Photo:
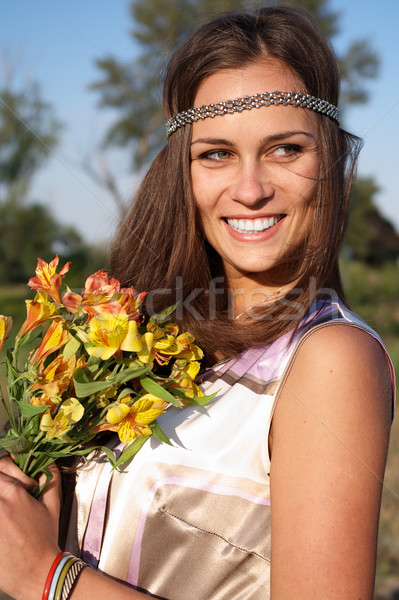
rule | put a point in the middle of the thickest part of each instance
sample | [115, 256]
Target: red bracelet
[51, 574]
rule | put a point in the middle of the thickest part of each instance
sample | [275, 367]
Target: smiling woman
[273, 490]
[254, 177]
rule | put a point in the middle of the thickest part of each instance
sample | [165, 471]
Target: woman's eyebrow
[270, 138]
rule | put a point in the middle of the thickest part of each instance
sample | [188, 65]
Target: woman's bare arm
[329, 444]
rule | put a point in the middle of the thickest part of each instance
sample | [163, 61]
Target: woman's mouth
[253, 225]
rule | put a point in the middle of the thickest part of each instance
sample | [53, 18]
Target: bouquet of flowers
[99, 364]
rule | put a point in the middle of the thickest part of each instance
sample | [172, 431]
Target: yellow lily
[47, 279]
[56, 337]
[69, 413]
[5, 328]
[110, 334]
[132, 421]
[38, 311]
[55, 378]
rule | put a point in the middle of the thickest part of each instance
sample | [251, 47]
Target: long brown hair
[160, 247]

=-=-=

-- Aim of the task --
Above are records with pictures; repeat the records exactly and leave the pictures out.

-- Correct output --
Photo:
rule | put a point in the middle of the thickest part of each instance
sample | [115, 256]
Target: red bracelet
[51, 574]
rule | put a point in the middle of the thickest part of each instance
sample | [275, 367]
Target: smiling woman
[273, 490]
[254, 177]
rule | put a point in the middle of the thickest part of each instance
sample | [165, 471]
Target: woman's eyebrow
[270, 138]
rule | put a point in the middle of the thickest part of each instance
sample | [188, 65]
Target: woman's bare arm
[329, 444]
rule | put a point in the middle of the thickest part of each instance
sample | [163, 61]
Target: woman's mouth
[253, 225]
rule | put a point in the middle of the thickest part of each instance
sample | [53, 18]
Target: bouquet of flowers
[99, 364]
rule | put a point in the middle of the thickest part of each instance
sample | [172, 431]
Target: yellow lily
[47, 279]
[56, 337]
[69, 413]
[5, 328]
[110, 334]
[132, 421]
[38, 311]
[55, 378]
rule | put a point in the middle of the thickest part of each instance
sample | [251, 47]
Target: long brown hair
[160, 247]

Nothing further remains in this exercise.